→ **Data**
--------------------------------------------------
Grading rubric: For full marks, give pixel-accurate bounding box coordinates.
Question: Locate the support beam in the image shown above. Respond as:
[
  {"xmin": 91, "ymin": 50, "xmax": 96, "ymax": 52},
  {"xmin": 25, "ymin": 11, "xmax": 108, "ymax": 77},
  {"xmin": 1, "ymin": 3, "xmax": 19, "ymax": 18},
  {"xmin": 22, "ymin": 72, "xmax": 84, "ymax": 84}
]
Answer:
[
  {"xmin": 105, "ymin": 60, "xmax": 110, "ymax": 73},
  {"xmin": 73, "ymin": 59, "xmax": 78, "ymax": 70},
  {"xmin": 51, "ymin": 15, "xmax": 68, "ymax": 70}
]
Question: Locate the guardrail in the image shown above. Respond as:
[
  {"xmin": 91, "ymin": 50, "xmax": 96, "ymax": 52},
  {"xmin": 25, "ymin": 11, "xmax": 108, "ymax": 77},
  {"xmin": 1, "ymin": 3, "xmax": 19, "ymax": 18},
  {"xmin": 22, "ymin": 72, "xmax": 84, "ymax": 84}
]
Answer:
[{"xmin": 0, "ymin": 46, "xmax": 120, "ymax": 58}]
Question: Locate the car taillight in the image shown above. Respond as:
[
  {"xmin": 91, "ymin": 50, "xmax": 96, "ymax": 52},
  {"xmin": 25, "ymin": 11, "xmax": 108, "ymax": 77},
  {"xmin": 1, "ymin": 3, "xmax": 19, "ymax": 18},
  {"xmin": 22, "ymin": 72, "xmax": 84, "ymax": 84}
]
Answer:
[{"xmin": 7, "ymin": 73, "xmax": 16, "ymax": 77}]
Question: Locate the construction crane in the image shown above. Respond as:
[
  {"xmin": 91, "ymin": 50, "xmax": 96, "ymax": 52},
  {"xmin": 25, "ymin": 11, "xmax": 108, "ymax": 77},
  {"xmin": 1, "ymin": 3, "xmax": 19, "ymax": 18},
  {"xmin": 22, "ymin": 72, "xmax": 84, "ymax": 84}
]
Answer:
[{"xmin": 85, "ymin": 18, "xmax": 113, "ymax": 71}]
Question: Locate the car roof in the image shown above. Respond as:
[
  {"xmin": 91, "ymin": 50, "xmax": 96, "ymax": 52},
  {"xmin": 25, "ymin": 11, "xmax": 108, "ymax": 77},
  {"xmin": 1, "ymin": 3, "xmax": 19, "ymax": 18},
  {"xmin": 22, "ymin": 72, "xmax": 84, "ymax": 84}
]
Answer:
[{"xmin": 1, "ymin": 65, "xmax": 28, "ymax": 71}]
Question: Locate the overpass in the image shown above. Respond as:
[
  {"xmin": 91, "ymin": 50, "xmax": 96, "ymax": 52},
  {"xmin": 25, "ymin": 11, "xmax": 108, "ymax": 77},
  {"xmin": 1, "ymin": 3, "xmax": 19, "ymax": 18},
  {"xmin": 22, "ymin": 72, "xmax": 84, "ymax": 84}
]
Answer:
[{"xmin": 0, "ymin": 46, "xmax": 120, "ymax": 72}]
--------------------------------------------------
→ **Goal of the exercise**
Rewrite all of the data above, swapping each occurrence of "Locate" for "Find" and leaving every other character as it stands.

→ **The output**
Grading rubric: For full marks, give pixel-accurate bounding box coordinates.
Question: Find the support beam in the image shown above. Respond as:
[
  {"xmin": 91, "ymin": 50, "xmax": 96, "ymax": 52},
  {"xmin": 25, "ymin": 11, "xmax": 108, "ymax": 77},
  {"xmin": 1, "ymin": 3, "xmax": 19, "ymax": 18},
  {"xmin": 22, "ymin": 72, "xmax": 84, "ymax": 84}
]
Answer:
[
  {"xmin": 105, "ymin": 60, "xmax": 110, "ymax": 73},
  {"xmin": 73, "ymin": 59, "xmax": 78, "ymax": 70},
  {"xmin": 51, "ymin": 15, "xmax": 68, "ymax": 70}
]
Question: Find the guardrail in the image shown above. Respond as:
[
  {"xmin": 91, "ymin": 50, "xmax": 96, "ymax": 52},
  {"xmin": 25, "ymin": 11, "xmax": 108, "ymax": 77},
  {"xmin": 1, "ymin": 3, "xmax": 19, "ymax": 18},
  {"xmin": 22, "ymin": 72, "xmax": 84, "ymax": 84}
]
Answer:
[{"xmin": 0, "ymin": 46, "xmax": 120, "ymax": 58}]
Question: Find the car taillight in the image shown above. Respond as:
[
  {"xmin": 91, "ymin": 50, "xmax": 96, "ymax": 52},
  {"xmin": 25, "ymin": 11, "xmax": 108, "ymax": 77},
  {"xmin": 1, "ymin": 3, "xmax": 19, "ymax": 18},
  {"xmin": 22, "ymin": 72, "xmax": 84, "ymax": 84}
]
Answer:
[{"xmin": 7, "ymin": 73, "xmax": 16, "ymax": 77}]
Question: Find the construction crane in the image shown above. Respond as:
[
  {"xmin": 91, "ymin": 50, "xmax": 96, "ymax": 52},
  {"xmin": 25, "ymin": 11, "xmax": 108, "ymax": 77},
  {"xmin": 1, "ymin": 3, "xmax": 19, "ymax": 18},
  {"xmin": 22, "ymin": 72, "xmax": 84, "ymax": 84}
]
Answer:
[{"xmin": 85, "ymin": 18, "xmax": 113, "ymax": 71}]
Question: Find the car roof in the image shown above. Respond as:
[
  {"xmin": 91, "ymin": 50, "xmax": 96, "ymax": 52},
  {"xmin": 25, "ymin": 11, "xmax": 108, "ymax": 77},
  {"xmin": 1, "ymin": 3, "xmax": 19, "ymax": 18},
  {"xmin": 22, "ymin": 72, "xmax": 84, "ymax": 84}
]
Answer:
[{"xmin": 1, "ymin": 65, "xmax": 28, "ymax": 71}]
Question: Find the overpass in the image shown above. Respond as:
[
  {"xmin": 91, "ymin": 50, "xmax": 96, "ymax": 52},
  {"xmin": 25, "ymin": 11, "xmax": 108, "ymax": 77},
  {"xmin": 1, "ymin": 3, "xmax": 19, "ymax": 18},
  {"xmin": 22, "ymin": 72, "xmax": 84, "ymax": 84}
]
Answer:
[{"xmin": 0, "ymin": 46, "xmax": 120, "ymax": 72}]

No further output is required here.